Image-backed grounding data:

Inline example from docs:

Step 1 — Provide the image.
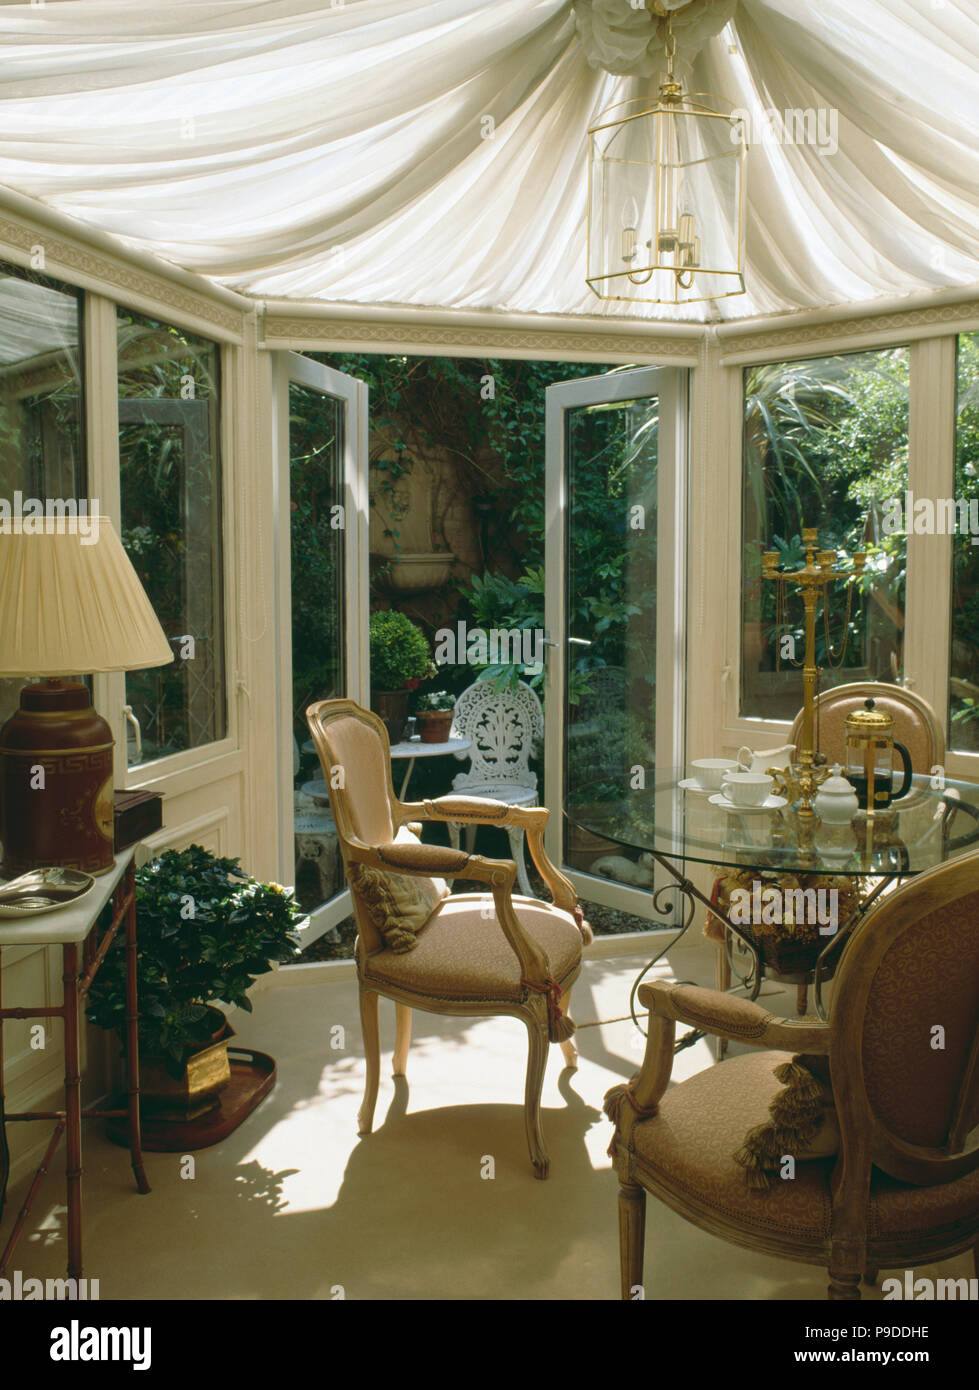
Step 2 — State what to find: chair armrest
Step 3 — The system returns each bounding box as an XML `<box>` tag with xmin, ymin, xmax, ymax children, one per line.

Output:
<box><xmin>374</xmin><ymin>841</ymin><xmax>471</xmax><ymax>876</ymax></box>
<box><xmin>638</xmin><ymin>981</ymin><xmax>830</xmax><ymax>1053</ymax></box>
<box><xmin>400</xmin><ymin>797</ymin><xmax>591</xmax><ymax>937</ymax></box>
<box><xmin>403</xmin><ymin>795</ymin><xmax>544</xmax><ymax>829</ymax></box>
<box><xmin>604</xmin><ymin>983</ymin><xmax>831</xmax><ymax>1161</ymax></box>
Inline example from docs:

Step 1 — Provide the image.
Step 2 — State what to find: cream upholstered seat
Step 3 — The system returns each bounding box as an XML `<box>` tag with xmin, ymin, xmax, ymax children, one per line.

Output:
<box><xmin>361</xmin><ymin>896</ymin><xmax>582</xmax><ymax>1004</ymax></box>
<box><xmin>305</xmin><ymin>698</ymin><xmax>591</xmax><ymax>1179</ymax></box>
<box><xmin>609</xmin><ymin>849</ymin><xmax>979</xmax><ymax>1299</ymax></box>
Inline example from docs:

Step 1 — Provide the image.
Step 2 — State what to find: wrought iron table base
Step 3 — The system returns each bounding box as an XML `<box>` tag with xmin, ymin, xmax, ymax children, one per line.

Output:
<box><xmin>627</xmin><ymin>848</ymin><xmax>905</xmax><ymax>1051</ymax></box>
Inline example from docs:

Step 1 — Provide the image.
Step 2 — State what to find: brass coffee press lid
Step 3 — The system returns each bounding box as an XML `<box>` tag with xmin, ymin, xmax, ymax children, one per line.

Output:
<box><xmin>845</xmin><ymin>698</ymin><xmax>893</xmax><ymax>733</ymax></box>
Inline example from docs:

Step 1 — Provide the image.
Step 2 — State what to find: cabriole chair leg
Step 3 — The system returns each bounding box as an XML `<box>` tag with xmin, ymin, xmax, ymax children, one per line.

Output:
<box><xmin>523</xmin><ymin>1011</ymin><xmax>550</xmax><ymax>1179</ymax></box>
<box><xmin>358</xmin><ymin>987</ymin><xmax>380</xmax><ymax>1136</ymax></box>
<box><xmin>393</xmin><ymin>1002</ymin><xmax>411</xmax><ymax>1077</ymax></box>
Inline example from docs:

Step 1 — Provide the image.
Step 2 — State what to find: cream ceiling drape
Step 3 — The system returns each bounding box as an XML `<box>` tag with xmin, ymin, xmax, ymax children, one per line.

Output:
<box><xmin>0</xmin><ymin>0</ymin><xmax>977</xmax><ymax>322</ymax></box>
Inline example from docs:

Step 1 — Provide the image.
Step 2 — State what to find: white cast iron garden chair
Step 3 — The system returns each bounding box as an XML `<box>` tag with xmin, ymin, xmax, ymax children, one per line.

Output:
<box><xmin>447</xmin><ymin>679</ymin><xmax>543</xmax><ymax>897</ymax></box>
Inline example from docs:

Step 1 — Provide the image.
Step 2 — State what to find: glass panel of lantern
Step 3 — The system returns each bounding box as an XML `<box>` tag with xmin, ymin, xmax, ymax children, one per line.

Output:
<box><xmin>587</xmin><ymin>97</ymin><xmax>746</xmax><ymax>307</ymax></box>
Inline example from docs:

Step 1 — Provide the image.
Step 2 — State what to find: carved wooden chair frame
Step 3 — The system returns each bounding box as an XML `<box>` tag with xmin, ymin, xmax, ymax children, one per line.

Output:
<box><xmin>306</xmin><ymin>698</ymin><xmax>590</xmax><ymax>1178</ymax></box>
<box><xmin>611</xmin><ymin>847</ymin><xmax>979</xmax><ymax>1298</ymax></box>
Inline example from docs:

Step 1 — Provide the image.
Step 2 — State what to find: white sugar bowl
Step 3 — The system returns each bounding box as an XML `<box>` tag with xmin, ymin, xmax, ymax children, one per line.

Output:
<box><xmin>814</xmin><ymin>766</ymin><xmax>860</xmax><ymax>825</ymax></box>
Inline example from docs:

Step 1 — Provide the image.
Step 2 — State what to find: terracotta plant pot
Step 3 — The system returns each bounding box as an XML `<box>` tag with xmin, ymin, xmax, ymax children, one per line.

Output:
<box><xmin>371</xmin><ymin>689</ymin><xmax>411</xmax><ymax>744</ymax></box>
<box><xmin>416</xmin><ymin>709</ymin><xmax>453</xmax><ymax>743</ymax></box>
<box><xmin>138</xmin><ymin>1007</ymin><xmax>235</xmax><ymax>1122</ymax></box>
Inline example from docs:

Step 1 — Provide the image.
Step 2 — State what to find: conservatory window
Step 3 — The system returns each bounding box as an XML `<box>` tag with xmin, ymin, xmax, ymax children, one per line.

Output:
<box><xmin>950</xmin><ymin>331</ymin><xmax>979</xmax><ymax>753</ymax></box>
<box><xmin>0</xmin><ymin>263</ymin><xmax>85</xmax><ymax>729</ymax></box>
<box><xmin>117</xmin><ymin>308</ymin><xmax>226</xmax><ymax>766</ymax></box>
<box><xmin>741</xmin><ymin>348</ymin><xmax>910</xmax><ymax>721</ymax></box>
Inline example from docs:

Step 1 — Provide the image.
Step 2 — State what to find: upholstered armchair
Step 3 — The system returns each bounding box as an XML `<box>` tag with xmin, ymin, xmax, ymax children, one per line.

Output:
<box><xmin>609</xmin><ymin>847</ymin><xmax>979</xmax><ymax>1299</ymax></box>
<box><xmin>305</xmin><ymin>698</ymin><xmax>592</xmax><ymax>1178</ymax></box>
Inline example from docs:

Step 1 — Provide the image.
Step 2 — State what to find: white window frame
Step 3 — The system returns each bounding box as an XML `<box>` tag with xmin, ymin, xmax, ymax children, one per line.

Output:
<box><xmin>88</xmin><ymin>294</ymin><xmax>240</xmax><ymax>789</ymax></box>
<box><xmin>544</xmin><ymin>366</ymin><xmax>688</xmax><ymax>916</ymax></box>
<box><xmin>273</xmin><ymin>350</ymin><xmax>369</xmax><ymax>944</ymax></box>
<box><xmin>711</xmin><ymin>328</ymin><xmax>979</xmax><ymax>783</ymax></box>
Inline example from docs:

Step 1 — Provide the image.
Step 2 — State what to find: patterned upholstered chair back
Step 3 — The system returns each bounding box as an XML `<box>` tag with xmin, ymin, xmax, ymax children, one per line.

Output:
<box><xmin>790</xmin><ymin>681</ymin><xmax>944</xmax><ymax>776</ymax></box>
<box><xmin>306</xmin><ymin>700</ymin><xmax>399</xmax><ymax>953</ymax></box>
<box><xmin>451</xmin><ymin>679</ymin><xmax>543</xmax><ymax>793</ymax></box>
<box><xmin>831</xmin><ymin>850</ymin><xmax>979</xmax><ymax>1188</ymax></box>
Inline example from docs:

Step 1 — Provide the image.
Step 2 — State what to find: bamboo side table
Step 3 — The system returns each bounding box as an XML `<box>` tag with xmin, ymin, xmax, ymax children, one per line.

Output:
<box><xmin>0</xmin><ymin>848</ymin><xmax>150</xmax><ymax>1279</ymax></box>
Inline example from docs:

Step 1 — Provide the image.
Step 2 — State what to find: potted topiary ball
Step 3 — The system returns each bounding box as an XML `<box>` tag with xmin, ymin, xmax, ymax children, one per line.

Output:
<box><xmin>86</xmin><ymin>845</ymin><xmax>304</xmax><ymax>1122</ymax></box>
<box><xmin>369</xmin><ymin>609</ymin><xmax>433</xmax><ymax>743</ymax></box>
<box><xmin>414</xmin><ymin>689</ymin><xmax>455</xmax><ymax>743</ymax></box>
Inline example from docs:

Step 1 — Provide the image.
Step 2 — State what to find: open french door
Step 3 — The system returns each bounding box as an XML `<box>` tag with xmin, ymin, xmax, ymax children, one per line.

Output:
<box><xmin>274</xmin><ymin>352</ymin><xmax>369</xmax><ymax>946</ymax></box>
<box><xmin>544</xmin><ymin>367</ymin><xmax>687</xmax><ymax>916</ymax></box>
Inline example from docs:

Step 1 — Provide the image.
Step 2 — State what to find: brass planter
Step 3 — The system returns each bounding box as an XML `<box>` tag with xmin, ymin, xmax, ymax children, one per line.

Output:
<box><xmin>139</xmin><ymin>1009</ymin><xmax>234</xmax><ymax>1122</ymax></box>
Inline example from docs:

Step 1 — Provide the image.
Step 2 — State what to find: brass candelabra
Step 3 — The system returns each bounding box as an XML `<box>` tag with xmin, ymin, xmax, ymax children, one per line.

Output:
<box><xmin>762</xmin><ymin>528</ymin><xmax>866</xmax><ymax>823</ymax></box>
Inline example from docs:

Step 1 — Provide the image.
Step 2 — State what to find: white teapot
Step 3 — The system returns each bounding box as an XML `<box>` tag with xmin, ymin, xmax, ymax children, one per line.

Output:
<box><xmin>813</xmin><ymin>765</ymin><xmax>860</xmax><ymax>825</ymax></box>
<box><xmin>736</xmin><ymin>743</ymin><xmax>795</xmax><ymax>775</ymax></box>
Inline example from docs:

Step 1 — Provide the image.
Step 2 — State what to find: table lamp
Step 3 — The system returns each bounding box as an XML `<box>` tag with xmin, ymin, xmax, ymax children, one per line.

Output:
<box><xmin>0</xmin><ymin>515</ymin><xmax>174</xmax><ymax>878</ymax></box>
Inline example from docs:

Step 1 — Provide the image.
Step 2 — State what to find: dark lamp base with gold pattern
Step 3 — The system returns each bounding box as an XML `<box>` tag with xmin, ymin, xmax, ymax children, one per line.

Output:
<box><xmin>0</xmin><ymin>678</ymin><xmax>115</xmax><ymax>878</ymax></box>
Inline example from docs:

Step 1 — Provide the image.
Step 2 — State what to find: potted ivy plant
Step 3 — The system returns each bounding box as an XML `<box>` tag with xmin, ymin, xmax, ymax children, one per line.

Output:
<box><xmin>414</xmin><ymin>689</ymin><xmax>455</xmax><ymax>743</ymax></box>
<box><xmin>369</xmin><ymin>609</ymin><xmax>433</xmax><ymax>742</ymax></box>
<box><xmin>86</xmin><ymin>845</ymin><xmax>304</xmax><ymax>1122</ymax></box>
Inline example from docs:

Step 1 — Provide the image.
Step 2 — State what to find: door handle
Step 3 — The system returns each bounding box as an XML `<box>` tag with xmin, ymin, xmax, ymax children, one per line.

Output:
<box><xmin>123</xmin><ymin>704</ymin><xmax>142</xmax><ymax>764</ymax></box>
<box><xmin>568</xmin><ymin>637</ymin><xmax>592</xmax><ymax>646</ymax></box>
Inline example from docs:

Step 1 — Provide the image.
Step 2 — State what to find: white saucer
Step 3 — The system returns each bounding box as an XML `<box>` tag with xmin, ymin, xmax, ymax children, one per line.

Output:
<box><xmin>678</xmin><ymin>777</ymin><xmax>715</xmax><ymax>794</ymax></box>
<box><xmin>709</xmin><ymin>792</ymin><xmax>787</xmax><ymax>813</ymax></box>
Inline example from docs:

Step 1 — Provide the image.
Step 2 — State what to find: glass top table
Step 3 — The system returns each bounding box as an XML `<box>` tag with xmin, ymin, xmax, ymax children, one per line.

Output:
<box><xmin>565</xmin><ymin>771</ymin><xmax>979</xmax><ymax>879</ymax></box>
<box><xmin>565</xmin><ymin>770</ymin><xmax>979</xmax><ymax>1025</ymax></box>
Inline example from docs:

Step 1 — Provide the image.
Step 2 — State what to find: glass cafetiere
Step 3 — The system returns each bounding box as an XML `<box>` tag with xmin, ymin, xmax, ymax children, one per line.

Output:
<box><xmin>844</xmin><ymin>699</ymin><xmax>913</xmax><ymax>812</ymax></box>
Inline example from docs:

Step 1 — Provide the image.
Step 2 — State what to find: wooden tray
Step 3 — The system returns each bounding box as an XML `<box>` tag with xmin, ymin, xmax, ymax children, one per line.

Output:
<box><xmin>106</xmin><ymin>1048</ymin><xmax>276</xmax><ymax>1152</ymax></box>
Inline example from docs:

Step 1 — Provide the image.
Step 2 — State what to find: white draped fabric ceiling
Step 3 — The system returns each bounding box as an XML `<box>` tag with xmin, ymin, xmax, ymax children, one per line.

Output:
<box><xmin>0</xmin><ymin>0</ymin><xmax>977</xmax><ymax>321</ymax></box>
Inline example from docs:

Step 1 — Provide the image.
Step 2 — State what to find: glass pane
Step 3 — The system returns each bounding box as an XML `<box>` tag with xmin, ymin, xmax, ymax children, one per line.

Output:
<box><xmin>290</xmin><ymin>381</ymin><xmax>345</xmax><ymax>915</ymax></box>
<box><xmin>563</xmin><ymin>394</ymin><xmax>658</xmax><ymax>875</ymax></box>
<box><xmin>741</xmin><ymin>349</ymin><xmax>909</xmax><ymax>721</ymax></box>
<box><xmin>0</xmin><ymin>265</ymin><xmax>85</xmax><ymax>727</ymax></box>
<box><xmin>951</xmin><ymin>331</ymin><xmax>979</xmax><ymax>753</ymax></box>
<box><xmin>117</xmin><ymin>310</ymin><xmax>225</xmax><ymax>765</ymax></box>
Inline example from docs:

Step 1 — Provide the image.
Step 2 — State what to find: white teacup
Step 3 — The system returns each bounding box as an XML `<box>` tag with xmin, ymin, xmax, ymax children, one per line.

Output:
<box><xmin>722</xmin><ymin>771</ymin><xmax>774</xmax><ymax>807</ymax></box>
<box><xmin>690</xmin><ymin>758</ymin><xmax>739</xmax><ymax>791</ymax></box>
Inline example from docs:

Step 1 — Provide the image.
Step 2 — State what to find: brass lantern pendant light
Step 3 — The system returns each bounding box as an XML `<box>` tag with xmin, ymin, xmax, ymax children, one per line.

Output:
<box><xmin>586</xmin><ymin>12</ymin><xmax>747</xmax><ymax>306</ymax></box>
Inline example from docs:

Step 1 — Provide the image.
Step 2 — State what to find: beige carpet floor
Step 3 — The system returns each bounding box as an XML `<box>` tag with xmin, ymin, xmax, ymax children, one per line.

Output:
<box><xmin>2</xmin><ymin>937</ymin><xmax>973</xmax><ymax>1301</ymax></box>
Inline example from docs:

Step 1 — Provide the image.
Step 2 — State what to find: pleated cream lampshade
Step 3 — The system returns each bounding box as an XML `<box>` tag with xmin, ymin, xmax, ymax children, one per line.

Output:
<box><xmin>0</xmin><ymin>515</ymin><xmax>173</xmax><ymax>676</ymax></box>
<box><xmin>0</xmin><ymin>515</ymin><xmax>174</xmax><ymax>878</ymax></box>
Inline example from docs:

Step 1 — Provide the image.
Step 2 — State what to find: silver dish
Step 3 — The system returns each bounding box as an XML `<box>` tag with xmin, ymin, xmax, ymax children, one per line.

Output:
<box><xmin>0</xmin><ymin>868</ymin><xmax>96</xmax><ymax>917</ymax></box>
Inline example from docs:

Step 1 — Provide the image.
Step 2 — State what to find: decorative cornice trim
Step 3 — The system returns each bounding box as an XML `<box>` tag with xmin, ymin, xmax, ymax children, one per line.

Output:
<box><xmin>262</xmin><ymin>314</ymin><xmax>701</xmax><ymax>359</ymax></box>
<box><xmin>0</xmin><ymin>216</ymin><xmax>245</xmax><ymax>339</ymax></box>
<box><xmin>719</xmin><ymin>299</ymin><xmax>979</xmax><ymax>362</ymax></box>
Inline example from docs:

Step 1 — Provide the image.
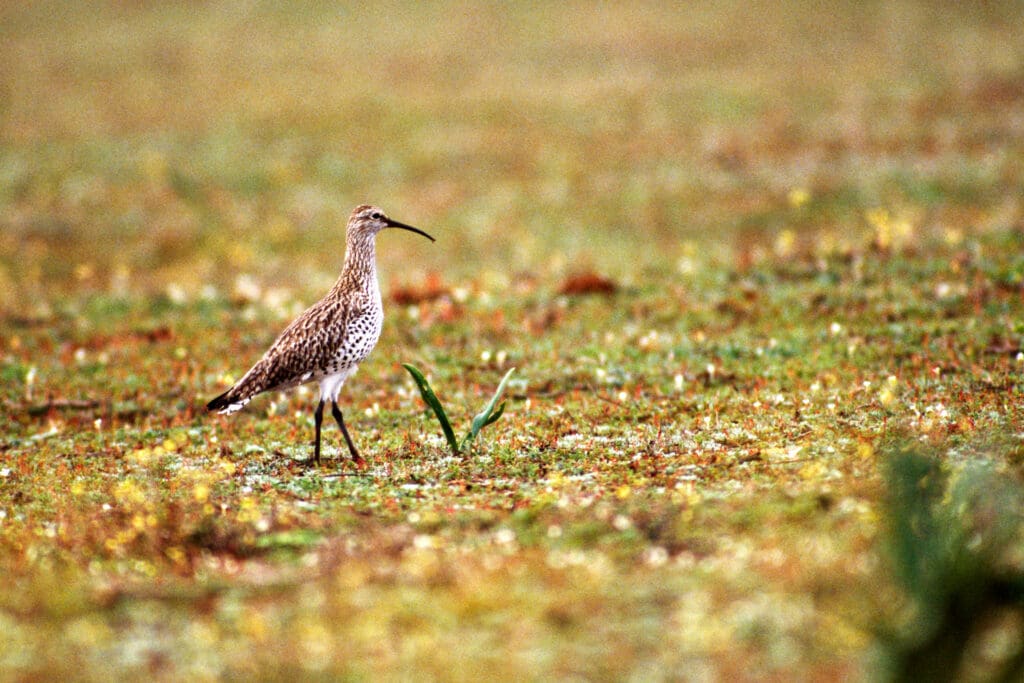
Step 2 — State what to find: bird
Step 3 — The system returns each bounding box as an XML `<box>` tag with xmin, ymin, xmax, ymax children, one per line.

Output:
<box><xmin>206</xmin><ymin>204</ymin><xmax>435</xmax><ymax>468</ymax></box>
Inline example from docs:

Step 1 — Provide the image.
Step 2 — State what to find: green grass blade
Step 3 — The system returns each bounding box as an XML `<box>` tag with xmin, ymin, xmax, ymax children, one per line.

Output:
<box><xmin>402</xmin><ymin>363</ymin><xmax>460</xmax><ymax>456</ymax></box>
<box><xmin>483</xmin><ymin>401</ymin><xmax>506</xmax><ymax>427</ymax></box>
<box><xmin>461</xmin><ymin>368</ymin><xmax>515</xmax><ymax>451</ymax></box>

• **EXERCISE PROMPT**
For each line above that contains the word "white", make a copy.

• **OUTPUT FOR THIS EXERCISE**
Step 2 — State what to find: white cast iron garden chair
Step 2 — State what to find: white sugar bowl
Step 2 — State what to find: white window frame
Step 2 — State what to find: white teapot
Step 2 — State what to find: white saucer
Step 2 — State what to find: white draped fabric ceiling
Step 2 — State what to find: white teacup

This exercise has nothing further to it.